*WHAT YOU SHOULD DO*: Copy word for word the part of the rows below that opens with the line containing "Query: rosette plant" and closes with the line containing "column 742, row 365", leaving out the pictures.

*PROVIDED DATA*:

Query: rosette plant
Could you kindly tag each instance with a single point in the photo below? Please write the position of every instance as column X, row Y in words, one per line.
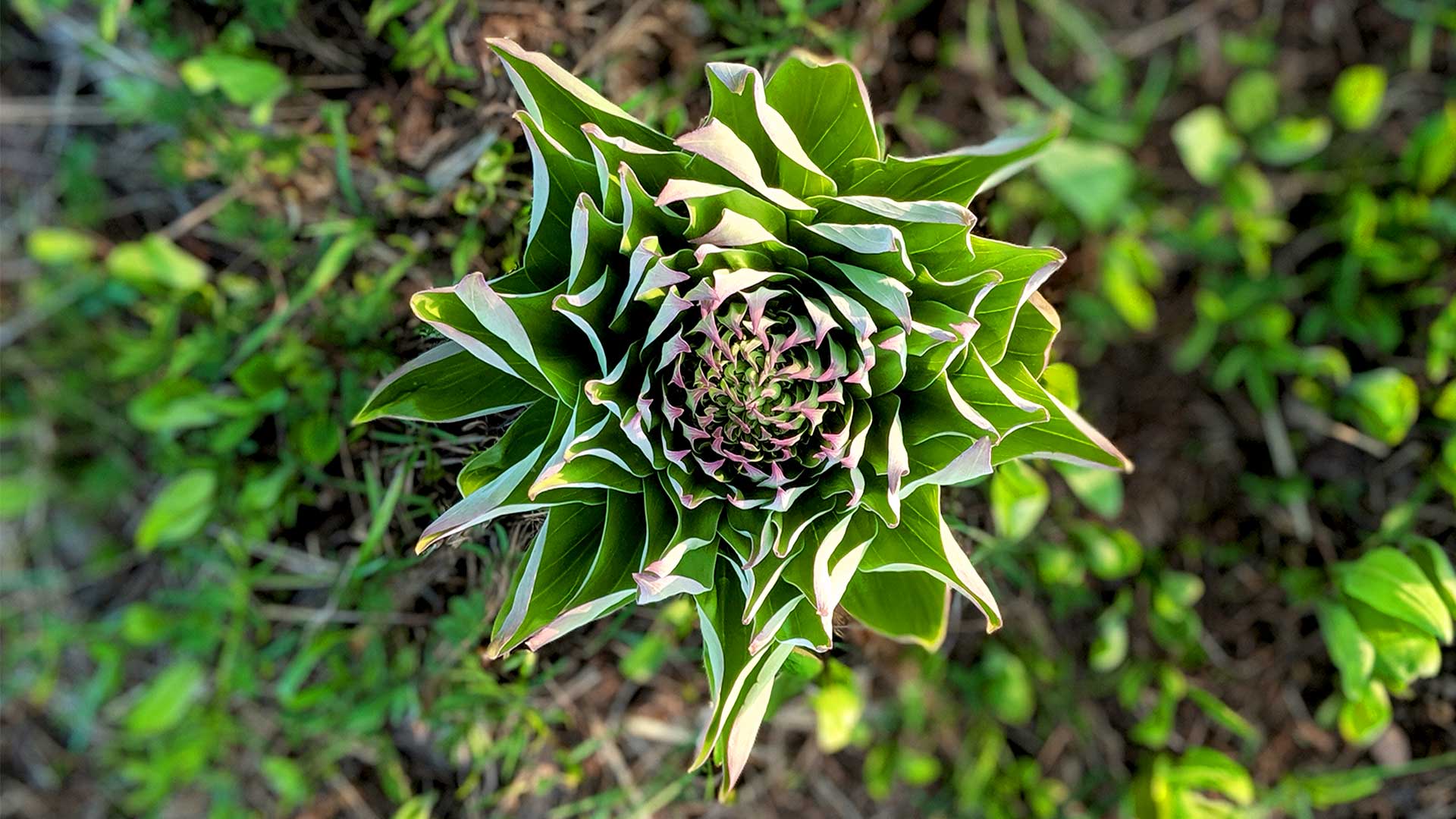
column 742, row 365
==
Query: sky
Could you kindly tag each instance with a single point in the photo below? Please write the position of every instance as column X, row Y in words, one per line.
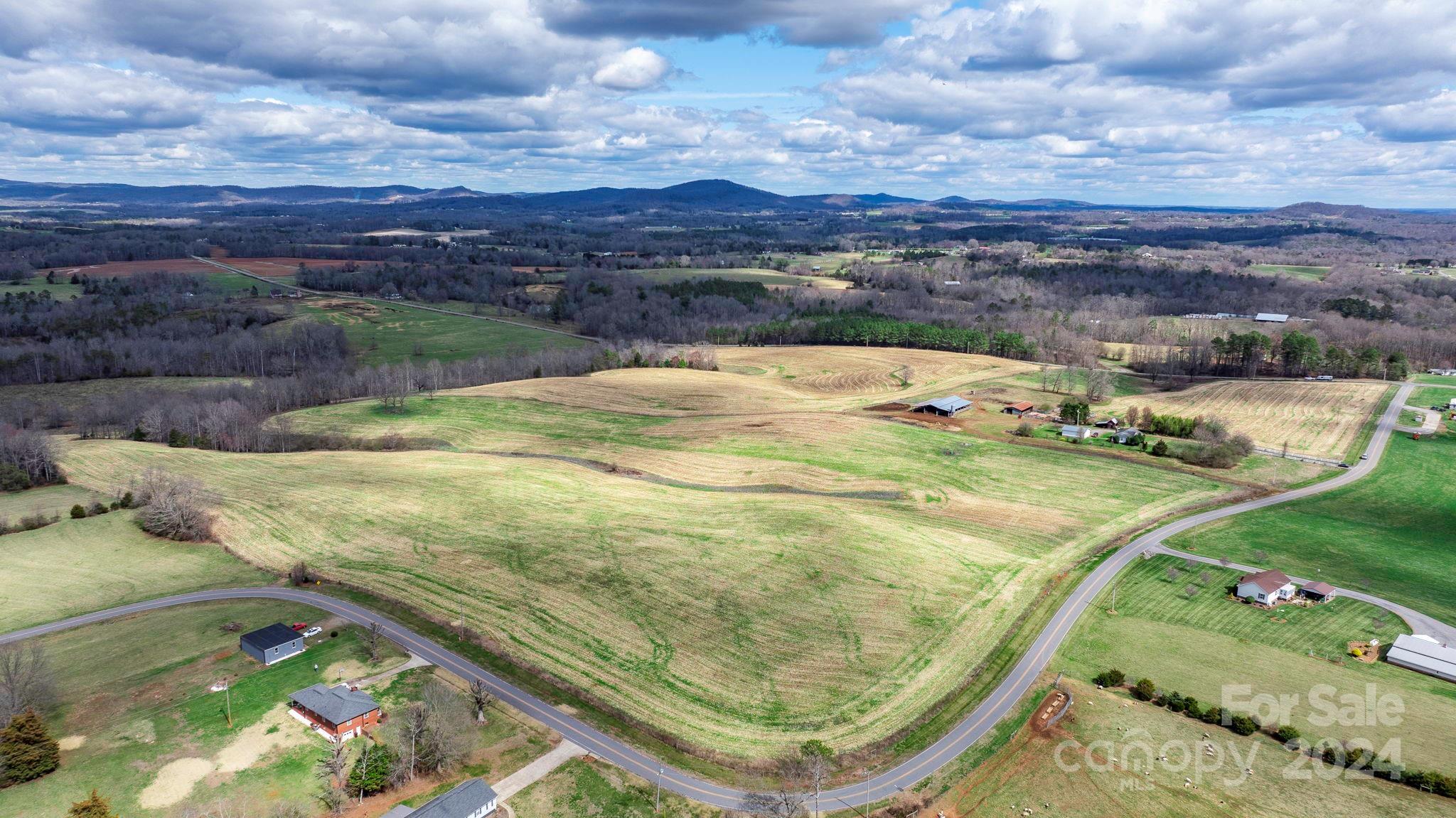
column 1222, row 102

*RESULT*:
Query: rosette plant
Could you kindly tag each instance with a single point in the photo below? Please write the position of every instance as column X, row Y in words, one per line.
column 742, row 365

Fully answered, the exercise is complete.